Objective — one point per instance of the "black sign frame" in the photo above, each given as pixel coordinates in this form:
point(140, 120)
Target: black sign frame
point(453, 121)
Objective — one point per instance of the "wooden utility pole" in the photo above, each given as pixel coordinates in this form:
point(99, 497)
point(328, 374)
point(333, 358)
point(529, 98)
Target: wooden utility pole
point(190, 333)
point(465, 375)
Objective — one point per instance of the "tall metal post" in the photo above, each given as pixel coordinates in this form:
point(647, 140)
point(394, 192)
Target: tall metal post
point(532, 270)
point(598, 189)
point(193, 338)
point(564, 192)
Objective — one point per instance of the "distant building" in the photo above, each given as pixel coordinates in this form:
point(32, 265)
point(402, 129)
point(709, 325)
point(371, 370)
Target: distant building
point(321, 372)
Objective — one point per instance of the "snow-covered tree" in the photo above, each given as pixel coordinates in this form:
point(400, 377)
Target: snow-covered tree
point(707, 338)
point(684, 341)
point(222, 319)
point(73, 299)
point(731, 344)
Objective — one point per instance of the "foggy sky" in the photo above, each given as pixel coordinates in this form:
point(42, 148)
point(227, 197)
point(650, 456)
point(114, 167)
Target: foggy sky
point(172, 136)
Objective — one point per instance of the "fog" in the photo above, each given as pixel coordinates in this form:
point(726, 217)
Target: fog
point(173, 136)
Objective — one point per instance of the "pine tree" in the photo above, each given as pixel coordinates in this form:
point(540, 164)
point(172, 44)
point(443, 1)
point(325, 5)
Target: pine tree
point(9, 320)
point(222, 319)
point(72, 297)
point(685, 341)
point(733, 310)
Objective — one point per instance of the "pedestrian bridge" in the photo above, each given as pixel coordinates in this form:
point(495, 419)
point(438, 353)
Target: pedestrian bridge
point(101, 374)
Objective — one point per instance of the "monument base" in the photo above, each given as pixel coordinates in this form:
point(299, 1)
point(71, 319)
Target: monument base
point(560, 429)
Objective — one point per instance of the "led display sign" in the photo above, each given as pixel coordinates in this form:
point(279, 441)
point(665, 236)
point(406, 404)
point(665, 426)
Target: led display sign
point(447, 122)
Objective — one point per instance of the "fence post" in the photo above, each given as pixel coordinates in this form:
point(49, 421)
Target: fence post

Task directions —
Out of the listing above, reproduce exactly the lines from the one with "point(402, 129)" up to and including the one with "point(400, 377)".

Solution for this exercise —
point(402, 129)
point(709, 325)
point(371, 370)
Target: distant building
point(321, 372)
Objective — one point per instance of the "snow-covered tree" in the photo above, each given as pixel coordinates in this form:
point(400, 377)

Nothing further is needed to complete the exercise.